## TEXTE À LIRE
+ + +

J-04-400
DROIT COMMERCIAL GENERAL – BAIL COMMERCIAL A DUREE DETERMINEE – RENOUVELLEMENT PAR TACITE RECONDUCTION – NON RENOUVELLEMENT DE BAIL – DROIT AU RENOUVELLEMENT DU BAIL -ARTICLE 91 AUDCG.
NON PAIEMENT DE LOYERS – CLAUSE CONTRACTUELLE DE RESILIATION – PRESCRIPTIONS – DEMANDE RECONVENTIONNELLE , EXPULSION.
EXPLOIT DE NON RENOUVELLEMENT DE BAIL , NULLITE D’EXPLOIT DE NOTIFICATION. IRRECEVABILITE DE L’EXPLOIT DE NON RENOUVELLEMENT DU CONTRAT DE BAIL NOTIFIE – NULLITE DE L’EXPLOIT DE NOTIFICATION.
Dans le cas du bail à durée déterminée, le preneur a droit au renouvellement de son bail. Le preneur qui a droit au renouvellement de son bail peut demander le renouvellement par acte extra judiciaire, au plus tard trois (3) mois avant la date d’expiration du bail. Le preneur qui n’a pas formé sa demande de renouvellement dans ce délai est déchu du droit au renouvellement du bail.
Le contrat est la loi des parties. L’intention de résilier le contrat doit être portée par la partie qui en prend l’initiative, au moins trois (3) mois à l’avance à titre de préavis.

+ + +

## CONSIGNE DONNÉE 1
Répondez à ces questions sur le texte consacré au bail commercial :
(a) Quel article de l'AUDCG l'en-tête cite-t-il ?
(b) Qu'advient-il du preneur qui n'a pas formé sa demande de renouvellement dans le délai ?
(c) Quel préavis minimal la partie qui veut résilier le contrat doit-elle respecter ?

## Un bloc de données
+ + +

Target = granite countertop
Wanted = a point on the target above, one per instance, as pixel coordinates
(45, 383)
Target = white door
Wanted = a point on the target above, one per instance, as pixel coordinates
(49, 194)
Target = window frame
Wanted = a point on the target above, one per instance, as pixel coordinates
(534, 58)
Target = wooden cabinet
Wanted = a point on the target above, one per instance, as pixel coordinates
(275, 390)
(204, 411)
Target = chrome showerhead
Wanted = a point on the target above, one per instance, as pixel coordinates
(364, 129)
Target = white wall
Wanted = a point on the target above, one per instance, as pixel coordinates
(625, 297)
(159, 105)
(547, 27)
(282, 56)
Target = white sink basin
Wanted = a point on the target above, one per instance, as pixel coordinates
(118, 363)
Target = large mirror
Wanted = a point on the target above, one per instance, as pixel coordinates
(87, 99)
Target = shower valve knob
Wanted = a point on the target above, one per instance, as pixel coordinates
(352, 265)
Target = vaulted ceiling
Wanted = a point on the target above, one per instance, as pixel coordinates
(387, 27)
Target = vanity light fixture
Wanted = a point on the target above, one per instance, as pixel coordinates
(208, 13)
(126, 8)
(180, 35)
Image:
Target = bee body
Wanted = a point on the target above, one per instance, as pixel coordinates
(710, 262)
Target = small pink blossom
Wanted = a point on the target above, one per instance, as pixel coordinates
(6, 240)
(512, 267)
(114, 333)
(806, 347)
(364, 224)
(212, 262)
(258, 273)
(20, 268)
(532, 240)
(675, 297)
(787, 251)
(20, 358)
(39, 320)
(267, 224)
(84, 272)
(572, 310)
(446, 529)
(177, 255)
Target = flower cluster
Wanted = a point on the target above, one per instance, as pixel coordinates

+ + +

## CONSIGNE DONNÉE 2
Affichez chaque ligne des enregistrements qui contient le mot "white", en respectant la casse.

## RÉPONSE ATTENDUE 1
(a) L'article 91.
(b) Il est déchu du droit au renouvellement du bail.
(c) Au moins trois (3) mois à l'avance.

## RÉPONSE ATTENDUE 2
Target = white door
Target = white wall
Target = white sink basin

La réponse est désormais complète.